# CHALLENGE
Every entry must be copied word for word.

Point-based annotation data
----

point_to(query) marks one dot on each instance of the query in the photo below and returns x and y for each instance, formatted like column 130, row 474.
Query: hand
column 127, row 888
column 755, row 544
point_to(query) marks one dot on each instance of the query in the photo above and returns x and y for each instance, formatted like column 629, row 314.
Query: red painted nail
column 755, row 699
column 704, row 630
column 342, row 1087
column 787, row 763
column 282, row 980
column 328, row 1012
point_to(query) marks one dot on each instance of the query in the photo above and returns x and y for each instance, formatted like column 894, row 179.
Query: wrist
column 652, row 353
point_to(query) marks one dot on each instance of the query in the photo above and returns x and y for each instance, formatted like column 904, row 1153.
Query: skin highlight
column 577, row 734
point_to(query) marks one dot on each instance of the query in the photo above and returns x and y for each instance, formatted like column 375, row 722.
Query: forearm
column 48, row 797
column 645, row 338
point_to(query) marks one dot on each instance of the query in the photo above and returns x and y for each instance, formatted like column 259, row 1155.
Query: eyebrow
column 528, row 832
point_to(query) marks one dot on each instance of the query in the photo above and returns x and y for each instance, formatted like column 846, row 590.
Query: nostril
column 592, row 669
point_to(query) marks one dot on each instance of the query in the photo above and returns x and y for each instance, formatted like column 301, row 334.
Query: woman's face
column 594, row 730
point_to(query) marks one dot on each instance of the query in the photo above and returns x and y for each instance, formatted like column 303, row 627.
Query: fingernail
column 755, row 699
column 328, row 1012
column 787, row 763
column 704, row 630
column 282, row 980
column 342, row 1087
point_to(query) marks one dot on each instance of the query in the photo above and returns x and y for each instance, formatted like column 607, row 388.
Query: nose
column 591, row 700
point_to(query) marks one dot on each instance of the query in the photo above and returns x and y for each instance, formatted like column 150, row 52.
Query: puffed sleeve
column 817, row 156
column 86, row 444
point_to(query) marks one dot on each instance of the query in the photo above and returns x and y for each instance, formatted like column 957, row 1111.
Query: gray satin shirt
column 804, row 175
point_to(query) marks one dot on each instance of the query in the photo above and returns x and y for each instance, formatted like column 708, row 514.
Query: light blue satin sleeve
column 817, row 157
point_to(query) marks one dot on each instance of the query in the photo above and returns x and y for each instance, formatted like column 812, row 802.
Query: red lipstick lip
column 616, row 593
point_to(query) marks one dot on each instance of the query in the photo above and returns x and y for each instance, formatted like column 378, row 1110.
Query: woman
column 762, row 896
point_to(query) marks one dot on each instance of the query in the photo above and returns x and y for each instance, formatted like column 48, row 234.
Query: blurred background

----

# ANSWER FOR THIS EXERCISE
point_to(query) marks one dot on each instance of the query in the photo below and returns x and y for each instance, formatted like column 130, row 474.
Query: hand
column 127, row 888
column 755, row 544
point_to(query) marks one dot on each instance of the query in the photo above and returns x and y for each instance, formatted like column 629, row 314.
Query: red painted nail
column 755, row 699
column 704, row 630
column 342, row 1087
column 787, row 763
column 282, row 980
column 328, row 1012
point_to(query) marks one dot on each instance of the query in the photo above and returns x and y for each instance, formatted like column 894, row 179.
Query: wrist
column 652, row 353
point_to(query) marks one dot on each instance of the query in the photo above and returns x and y for each instance, formatted like column 904, row 1153.
Query: skin highlight
column 577, row 734
point_to(query) marks one dot on each instance of the query in the photo above and returns x and y for each instance, formatted like column 375, row 722.
Query: forearm
column 48, row 797
column 645, row 338
point_to(query) marks one dot on each instance of the query in the photo above and returns x and y for each instance, formatted like column 259, row 1155.
Query: eyebrow
column 528, row 832
point_to(query) marks one dot on each instance of the query in the photo above and returns x and y for each instance, formatted like column 846, row 590.
Query: nostril
column 592, row 669
point_to(query) marks one dot on each instance of the query in the photo above and returns x and y for each instance, formatted like column 301, row 334.
Query: woman's face
column 594, row 730
point_to(query) marks one dot on each instance of the query in the photo above and returns x and y for each instance, formatted like column 303, row 627.
Query: fingernail
column 755, row 699
column 328, row 1012
column 787, row 763
column 704, row 630
column 282, row 980
column 342, row 1087
point_to(query) marks one dot on each instance of the query in the photo above and returns x and y for each instance, formatted like column 607, row 388.
Query: nose
column 591, row 700
point_to(query) marks one dot on each instance of the query in the photo above and returns x and y for each instance, formatted like column 150, row 52.
Query: puffed sleeve
column 817, row 156
column 86, row 444
point_to(query) marks one dot on each instance of the query in the photo above and returns x and y for each instance, formatted like column 957, row 1111.
Query: gray satin shirt
column 804, row 175
point_to(query) marks one dot on each instance of the query in the photo above and returns x and y for each instance, formatted like column 708, row 514.
Query: light blue satin sleeve
column 817, row 157
point_to(query) marks one dot on each instance of the query in the photo above and returns x and y for each instance, formatted like column 812, row 802.
Query: red lipstick lip
column 616, row 593
point_to(query) marks one dot on each instance of the query in the photo above and returns x and y for each instance, formatted like column 378, row 1110.
Query: woman
column 762, row 896
point_to(query) marks one dot on each instance of the query in the photo above and returns x and y for each instance, formatted like column 48, row 234.
Query: blurred background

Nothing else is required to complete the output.